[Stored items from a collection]

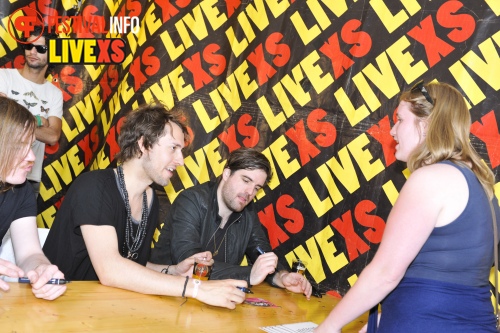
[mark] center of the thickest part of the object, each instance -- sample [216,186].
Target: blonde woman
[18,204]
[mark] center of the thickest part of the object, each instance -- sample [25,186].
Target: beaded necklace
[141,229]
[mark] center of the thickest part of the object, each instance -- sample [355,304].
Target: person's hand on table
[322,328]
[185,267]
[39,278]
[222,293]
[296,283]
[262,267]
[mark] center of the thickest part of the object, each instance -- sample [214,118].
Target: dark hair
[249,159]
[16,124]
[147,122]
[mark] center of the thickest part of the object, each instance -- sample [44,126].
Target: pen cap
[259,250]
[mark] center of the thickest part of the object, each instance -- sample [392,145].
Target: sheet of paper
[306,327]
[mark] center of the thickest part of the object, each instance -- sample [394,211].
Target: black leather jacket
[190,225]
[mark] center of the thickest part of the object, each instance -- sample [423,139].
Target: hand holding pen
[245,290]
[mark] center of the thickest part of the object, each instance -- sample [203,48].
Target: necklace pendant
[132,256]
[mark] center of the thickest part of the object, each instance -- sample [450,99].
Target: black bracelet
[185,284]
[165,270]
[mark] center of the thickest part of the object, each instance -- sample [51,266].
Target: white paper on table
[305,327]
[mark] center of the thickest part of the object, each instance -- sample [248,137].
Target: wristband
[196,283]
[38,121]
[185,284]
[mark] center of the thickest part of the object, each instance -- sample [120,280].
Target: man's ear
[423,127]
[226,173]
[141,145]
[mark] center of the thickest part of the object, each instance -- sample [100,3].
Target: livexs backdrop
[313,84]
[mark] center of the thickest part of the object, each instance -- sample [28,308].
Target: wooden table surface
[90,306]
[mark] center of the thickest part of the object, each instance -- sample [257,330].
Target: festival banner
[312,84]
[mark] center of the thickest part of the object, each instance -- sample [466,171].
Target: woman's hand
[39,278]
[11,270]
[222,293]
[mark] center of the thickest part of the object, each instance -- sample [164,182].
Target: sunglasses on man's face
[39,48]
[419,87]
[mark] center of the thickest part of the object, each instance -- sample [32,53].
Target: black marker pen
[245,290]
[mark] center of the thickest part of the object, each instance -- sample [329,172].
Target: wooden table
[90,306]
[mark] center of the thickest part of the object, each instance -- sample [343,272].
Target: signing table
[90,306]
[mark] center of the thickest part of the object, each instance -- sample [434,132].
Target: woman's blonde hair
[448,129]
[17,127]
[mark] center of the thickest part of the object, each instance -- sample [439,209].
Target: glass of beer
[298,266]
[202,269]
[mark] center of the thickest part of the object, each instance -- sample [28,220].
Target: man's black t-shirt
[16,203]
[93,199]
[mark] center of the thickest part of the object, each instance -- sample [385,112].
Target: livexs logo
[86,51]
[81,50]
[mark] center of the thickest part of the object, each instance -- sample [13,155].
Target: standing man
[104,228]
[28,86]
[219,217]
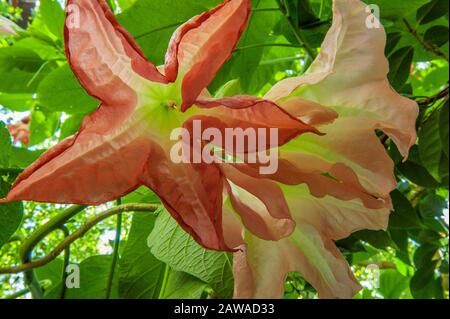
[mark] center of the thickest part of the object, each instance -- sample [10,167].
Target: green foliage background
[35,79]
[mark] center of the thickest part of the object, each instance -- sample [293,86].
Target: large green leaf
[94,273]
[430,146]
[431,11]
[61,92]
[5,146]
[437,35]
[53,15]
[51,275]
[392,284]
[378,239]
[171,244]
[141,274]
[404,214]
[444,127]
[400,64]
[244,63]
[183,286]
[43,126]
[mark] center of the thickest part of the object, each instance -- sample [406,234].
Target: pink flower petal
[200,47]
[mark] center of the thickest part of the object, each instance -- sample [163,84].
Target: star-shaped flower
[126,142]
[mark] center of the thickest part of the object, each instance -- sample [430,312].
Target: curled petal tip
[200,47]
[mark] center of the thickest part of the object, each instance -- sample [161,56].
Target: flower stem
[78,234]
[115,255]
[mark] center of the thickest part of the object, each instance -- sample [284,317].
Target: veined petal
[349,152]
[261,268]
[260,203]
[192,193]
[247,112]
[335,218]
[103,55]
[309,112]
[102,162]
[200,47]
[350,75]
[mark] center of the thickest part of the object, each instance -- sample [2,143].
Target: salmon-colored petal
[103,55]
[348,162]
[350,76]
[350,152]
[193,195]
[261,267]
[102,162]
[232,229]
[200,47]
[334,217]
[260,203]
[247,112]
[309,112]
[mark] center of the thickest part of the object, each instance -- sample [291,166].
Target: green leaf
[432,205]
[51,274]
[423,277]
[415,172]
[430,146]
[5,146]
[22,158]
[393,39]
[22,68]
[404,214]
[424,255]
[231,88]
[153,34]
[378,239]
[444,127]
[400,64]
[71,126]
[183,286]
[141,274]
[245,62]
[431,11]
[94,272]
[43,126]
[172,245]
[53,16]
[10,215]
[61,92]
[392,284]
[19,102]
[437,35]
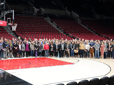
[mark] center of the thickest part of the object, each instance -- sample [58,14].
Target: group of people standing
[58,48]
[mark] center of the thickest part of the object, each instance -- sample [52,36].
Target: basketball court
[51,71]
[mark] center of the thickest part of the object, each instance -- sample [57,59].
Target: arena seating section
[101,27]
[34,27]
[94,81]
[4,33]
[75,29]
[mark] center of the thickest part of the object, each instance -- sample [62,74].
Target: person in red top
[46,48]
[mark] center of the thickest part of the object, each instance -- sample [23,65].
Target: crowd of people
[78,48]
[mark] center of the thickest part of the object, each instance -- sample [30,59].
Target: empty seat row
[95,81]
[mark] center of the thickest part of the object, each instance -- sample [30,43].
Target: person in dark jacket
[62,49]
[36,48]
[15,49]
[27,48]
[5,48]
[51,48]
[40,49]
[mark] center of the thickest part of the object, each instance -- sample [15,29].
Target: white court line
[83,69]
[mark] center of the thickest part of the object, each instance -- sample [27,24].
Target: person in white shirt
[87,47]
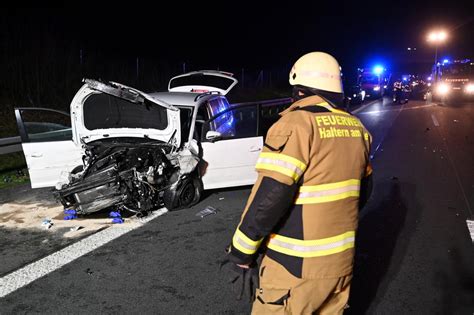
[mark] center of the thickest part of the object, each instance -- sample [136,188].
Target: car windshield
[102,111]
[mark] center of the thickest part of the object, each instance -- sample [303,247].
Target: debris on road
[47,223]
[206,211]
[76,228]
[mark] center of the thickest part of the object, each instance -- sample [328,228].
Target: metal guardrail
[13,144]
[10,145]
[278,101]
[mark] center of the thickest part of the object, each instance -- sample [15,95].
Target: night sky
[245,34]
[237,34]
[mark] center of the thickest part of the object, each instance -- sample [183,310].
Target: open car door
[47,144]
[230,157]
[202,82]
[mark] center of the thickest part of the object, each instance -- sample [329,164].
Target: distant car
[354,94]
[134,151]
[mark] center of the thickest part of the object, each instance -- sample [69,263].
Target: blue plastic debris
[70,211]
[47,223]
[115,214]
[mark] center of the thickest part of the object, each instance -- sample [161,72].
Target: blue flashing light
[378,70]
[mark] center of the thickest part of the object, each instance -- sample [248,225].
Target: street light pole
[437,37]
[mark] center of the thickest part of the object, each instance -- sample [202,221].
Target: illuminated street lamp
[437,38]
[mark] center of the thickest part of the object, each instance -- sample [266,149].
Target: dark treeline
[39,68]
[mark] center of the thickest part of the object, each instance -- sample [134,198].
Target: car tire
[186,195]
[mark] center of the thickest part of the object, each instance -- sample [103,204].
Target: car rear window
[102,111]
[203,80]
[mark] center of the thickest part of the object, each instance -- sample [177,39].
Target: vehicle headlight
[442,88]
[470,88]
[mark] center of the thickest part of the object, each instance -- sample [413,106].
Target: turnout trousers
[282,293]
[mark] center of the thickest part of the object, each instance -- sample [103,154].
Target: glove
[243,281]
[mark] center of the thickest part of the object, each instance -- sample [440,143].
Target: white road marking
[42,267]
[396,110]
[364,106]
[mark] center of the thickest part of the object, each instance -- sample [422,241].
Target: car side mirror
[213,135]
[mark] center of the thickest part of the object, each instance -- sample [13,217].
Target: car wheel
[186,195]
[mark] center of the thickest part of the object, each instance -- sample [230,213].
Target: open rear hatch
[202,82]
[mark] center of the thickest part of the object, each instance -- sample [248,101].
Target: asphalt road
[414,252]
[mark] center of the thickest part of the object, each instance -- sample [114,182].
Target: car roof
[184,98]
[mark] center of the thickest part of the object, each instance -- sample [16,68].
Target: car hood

...

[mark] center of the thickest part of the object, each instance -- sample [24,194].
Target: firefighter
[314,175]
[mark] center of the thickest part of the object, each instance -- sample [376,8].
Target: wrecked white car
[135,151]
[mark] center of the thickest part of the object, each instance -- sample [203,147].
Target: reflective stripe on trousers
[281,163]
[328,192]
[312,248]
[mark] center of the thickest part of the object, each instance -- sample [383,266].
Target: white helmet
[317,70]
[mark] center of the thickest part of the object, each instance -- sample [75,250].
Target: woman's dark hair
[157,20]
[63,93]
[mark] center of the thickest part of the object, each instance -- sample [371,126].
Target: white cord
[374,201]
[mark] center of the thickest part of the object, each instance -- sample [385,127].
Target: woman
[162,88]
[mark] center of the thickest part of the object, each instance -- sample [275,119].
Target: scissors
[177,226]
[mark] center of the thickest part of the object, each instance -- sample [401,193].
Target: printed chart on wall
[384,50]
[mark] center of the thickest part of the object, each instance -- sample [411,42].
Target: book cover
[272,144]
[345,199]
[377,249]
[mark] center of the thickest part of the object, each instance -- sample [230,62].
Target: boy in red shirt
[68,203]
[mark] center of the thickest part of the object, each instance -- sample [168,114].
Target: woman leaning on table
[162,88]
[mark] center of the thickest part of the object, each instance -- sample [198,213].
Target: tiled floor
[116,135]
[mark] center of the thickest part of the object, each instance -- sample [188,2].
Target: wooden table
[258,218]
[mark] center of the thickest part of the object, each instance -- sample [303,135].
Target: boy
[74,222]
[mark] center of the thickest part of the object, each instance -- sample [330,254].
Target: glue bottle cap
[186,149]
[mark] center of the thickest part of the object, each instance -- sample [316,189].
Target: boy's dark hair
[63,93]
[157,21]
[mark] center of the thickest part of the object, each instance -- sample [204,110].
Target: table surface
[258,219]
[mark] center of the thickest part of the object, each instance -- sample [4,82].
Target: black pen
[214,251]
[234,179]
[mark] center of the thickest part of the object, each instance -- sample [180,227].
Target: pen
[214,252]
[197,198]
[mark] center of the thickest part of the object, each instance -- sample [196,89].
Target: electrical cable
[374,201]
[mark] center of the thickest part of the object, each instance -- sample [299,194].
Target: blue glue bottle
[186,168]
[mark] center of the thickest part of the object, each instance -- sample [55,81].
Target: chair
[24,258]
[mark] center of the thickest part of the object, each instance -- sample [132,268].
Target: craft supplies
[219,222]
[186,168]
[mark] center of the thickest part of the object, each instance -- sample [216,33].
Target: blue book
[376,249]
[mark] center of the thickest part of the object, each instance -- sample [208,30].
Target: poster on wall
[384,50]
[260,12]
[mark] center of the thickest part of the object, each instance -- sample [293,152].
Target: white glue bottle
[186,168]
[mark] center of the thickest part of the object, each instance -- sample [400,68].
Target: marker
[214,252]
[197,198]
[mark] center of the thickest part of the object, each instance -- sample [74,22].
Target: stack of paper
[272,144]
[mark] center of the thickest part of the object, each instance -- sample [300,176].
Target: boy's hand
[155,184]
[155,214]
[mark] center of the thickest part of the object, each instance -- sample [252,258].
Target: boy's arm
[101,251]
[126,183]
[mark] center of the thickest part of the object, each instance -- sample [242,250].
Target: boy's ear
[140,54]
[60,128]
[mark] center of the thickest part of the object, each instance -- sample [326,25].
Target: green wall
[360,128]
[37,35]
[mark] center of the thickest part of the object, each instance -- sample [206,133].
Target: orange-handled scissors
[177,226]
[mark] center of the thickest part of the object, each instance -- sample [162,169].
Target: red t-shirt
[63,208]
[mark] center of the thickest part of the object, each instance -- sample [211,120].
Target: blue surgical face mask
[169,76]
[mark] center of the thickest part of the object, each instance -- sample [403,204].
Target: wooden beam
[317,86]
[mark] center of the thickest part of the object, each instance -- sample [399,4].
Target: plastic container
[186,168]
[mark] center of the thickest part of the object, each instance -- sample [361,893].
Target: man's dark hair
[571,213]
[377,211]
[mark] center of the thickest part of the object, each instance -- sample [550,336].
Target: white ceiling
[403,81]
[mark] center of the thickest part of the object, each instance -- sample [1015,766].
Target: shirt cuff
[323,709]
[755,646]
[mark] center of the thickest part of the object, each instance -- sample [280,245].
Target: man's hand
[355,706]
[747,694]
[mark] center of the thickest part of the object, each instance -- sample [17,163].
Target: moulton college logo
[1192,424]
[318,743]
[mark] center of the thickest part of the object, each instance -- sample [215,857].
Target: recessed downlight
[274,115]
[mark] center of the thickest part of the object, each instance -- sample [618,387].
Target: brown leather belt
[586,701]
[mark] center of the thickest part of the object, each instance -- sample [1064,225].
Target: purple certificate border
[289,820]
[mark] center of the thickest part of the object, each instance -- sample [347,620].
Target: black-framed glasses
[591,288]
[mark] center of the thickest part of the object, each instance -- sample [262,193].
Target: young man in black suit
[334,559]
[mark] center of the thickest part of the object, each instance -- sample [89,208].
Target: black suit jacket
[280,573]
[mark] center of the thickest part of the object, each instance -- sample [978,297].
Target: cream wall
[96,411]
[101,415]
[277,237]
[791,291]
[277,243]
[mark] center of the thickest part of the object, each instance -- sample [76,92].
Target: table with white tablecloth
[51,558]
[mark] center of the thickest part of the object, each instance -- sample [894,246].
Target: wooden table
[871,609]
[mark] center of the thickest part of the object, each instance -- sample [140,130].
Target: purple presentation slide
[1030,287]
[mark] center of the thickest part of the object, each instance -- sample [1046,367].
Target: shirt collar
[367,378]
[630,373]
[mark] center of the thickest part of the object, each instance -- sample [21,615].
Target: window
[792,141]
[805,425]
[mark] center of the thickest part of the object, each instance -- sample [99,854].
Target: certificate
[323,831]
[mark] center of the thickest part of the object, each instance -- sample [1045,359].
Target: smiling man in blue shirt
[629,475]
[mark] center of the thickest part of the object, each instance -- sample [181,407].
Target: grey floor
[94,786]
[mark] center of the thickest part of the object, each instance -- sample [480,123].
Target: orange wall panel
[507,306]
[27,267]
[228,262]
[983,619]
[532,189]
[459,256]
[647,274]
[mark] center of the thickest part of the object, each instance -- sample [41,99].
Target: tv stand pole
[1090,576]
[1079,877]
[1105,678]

_WHAT YOU NEED TO DO_
The required output is the stretch of entries above from the line containing "-- sample [58,14]." through the line containing "-- sample [57,59].", reproduced exactly.

_ANSWER SECTION_
[mark] center of the thickest part of the object, each instance -- sample [58,14].
Target: group of people standing
[58,48]
[mark] center of the thickest part of the object, each instance -- sample [52,36].
Target: basketball court
[51,71]
[mark] center of the thickest part of the object, each instance -- sample [57,59].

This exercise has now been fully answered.